■ **SOURCE EXTRACT**:
On the final leg of our trip to Donegal we did some sightseeing in the North of Ireland (the UK part is Capitalised to distinguish it from the north of Ireland - which would be Donegal and the border counties of Ulster in the Irish Republic - oh, it's complicated if you don't know it already, I'm not going there in this post!)

It's often said there are two topics one should avoid in Northern Ireland - religion and politics - as they are the elephants in the room. What I do find is that I am trying to assess someone's position on both so I don't make a major faux pas in conversation. The clues are often easy to follow - just being introduced to someone can give a clue - an Irish-sounding name is generally a Catholic with probable nationalist sentiments, while an Anglo name is probably Protestant/Loyalist leanings.

■ **CHALLENGE**:
Answer these from the Northern Ireland travel piece:
1. Why is "North" capitalized in "the North of Ireland"?
2. Which two topics is one said to avoid in Northern Ireland?
3. What leanings does an Anglo name probably indicate?
The data that follows comes from a separate source and is unrelated to the Northern Ireland travel piece.

■ **EXTRACTED MATERIAL**:
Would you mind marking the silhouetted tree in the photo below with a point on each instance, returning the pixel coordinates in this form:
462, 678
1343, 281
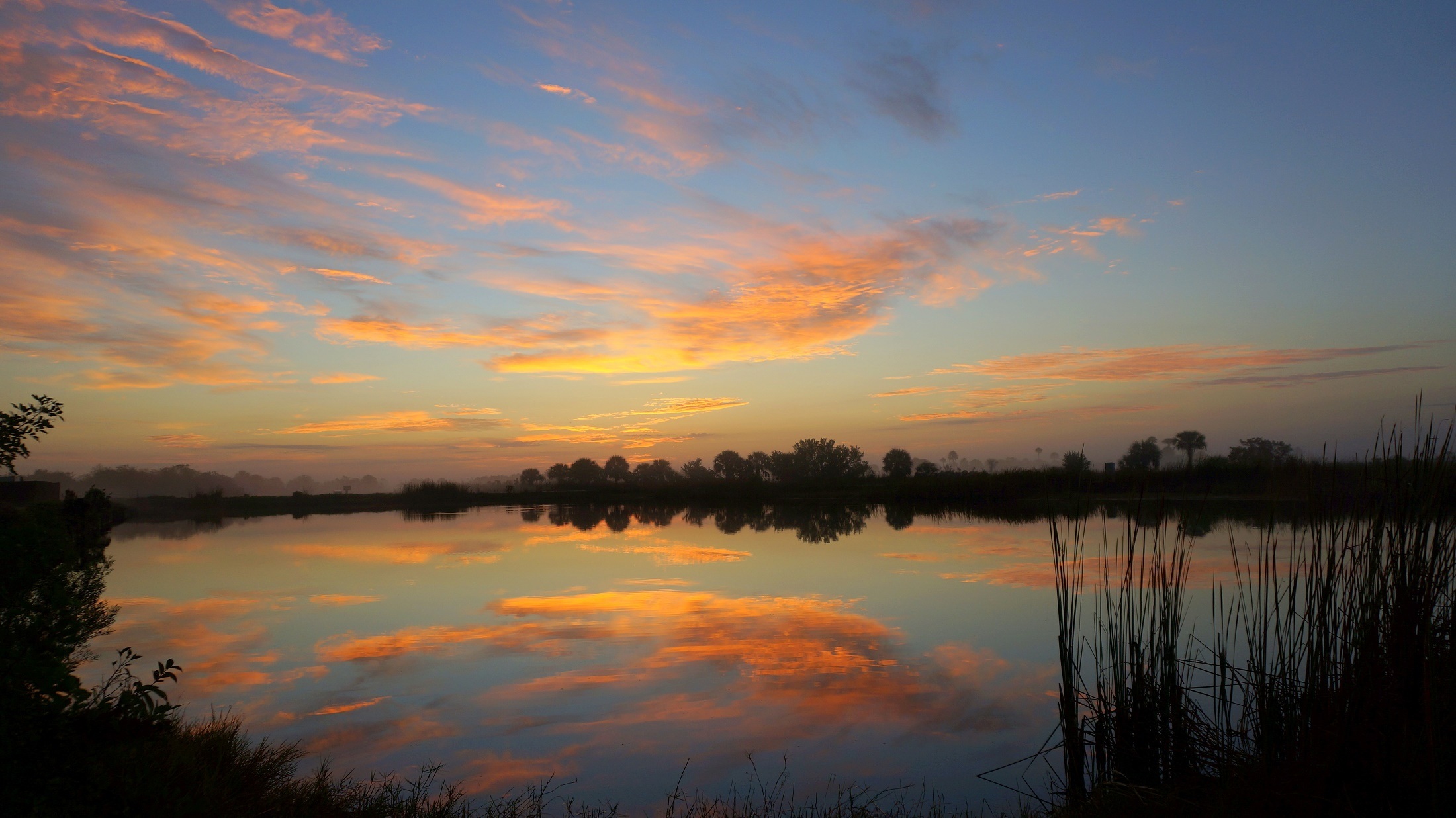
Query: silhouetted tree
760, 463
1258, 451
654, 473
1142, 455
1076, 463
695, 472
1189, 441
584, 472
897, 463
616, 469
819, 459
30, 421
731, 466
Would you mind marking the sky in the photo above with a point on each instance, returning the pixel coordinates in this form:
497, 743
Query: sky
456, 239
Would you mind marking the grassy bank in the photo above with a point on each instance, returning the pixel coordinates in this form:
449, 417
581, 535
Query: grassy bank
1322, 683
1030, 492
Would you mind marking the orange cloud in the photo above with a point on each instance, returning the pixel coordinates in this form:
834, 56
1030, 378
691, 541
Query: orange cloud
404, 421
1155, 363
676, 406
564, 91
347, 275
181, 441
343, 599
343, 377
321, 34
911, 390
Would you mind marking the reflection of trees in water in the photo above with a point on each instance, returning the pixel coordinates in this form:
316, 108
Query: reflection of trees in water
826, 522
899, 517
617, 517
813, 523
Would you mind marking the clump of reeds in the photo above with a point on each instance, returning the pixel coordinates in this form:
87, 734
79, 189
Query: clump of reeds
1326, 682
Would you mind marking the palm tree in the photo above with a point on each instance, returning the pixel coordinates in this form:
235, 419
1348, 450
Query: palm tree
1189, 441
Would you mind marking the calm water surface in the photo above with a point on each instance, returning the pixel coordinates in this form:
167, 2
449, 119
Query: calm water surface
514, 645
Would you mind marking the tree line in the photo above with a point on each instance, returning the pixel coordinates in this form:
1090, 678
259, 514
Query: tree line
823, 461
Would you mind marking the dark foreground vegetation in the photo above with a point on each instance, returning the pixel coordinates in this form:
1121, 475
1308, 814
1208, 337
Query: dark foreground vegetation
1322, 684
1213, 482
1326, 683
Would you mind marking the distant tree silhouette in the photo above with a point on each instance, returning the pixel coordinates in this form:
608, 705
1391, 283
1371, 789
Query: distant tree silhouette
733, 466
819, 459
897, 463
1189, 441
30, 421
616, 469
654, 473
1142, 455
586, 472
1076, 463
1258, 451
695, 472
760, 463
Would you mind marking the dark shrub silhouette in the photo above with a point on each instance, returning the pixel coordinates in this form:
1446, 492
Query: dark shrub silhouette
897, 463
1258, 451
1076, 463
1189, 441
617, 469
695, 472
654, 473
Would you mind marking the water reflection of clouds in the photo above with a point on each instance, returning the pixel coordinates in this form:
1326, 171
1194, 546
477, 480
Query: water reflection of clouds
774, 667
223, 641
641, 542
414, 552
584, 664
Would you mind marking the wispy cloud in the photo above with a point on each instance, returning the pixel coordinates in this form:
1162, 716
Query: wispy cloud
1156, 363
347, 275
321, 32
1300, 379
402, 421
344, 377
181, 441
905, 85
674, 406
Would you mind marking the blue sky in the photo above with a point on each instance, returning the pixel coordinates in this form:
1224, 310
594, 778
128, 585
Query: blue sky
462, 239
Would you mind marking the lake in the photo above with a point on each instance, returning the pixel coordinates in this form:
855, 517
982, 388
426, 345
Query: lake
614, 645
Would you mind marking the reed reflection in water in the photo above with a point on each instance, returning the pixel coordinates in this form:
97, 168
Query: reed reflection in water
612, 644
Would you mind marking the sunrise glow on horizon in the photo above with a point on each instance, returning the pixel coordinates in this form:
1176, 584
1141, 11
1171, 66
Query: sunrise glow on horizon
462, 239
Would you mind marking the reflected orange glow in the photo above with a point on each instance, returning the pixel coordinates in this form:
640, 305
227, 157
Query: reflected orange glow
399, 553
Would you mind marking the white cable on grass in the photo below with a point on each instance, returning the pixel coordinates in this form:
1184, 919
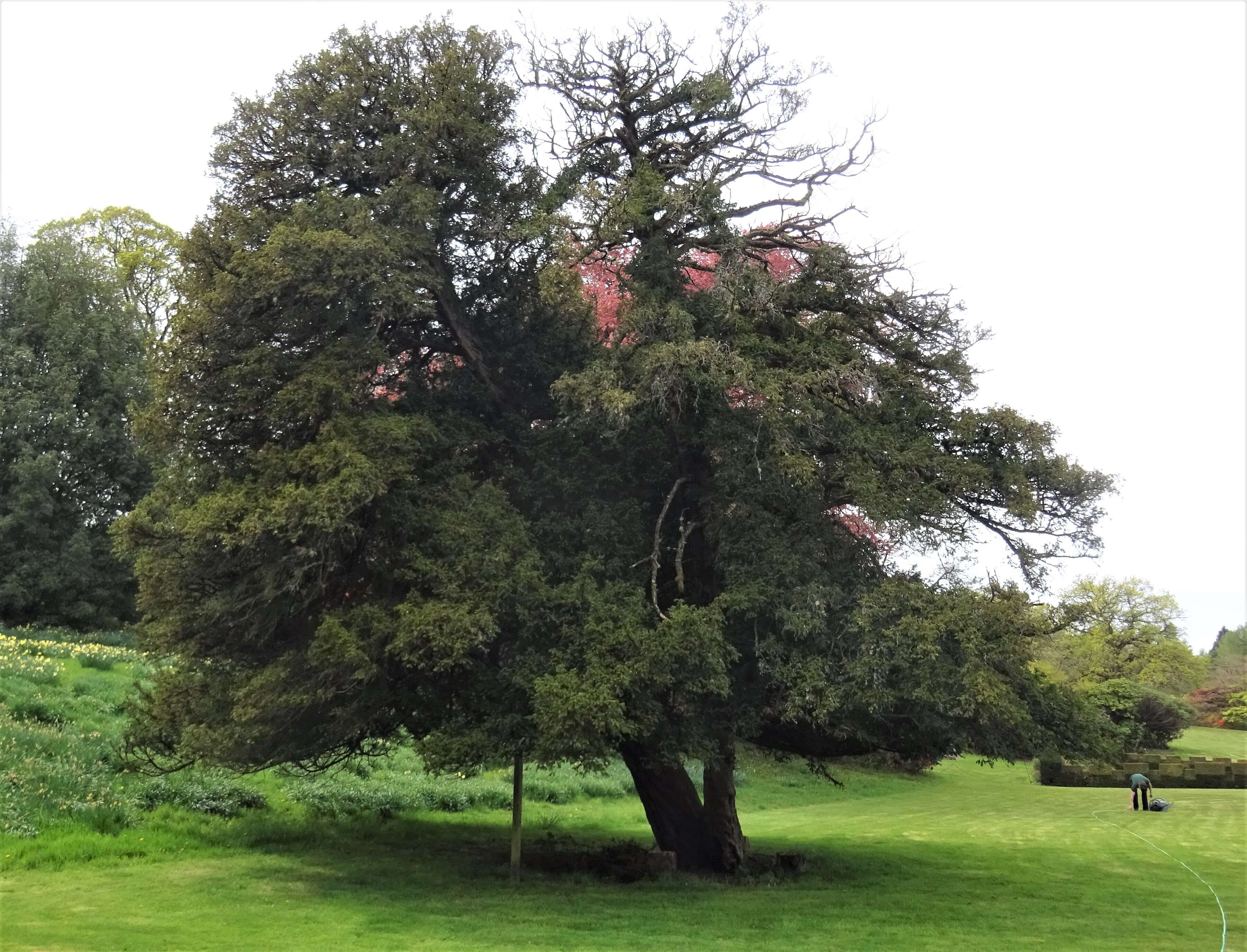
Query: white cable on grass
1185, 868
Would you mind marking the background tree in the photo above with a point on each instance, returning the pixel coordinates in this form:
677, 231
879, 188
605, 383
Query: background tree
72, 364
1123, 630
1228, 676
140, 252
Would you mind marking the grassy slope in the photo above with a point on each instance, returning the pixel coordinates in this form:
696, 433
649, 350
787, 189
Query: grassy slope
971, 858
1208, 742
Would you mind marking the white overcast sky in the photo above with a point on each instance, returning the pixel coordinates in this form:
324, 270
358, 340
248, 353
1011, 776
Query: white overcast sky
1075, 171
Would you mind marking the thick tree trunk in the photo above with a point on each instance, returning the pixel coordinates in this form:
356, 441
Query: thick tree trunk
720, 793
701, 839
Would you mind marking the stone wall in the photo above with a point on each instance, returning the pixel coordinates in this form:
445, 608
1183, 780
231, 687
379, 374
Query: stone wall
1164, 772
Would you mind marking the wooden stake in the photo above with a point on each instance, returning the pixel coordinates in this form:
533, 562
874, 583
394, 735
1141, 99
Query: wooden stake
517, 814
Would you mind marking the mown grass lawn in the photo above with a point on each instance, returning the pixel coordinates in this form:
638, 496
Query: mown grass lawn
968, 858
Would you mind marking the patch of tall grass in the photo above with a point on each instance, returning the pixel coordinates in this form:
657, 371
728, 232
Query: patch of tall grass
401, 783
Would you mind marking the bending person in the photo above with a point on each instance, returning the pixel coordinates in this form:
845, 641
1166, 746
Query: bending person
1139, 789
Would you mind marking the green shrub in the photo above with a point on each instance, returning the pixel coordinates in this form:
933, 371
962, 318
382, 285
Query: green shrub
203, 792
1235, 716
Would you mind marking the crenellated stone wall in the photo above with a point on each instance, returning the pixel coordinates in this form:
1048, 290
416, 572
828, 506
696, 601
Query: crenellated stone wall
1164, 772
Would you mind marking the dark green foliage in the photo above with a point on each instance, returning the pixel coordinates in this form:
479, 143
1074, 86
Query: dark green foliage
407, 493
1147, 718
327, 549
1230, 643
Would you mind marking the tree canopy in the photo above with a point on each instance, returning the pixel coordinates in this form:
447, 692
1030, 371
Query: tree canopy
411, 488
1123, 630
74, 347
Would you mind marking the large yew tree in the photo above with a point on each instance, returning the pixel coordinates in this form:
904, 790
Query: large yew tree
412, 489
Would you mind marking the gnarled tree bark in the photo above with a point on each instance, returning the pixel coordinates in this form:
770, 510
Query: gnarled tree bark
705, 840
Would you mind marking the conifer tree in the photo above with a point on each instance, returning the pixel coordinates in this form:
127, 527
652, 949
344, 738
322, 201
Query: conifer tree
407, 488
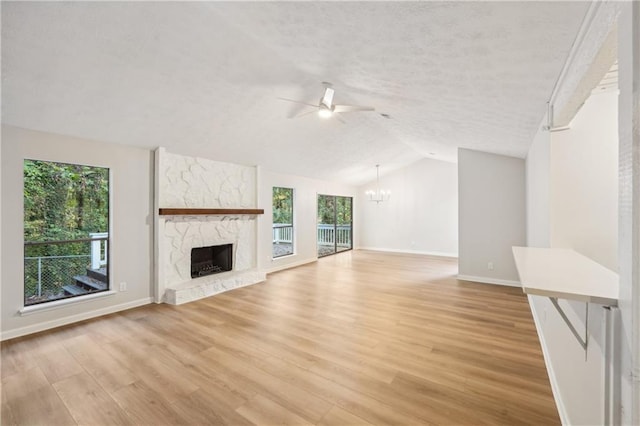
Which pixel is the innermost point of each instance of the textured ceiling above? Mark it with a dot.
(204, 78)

■ **ANSWER TO THE TASK**:
1. To distinguish the UK part from the north of Ireland.
2. Religion and politics.
3. Protestant/Loyalist leanings.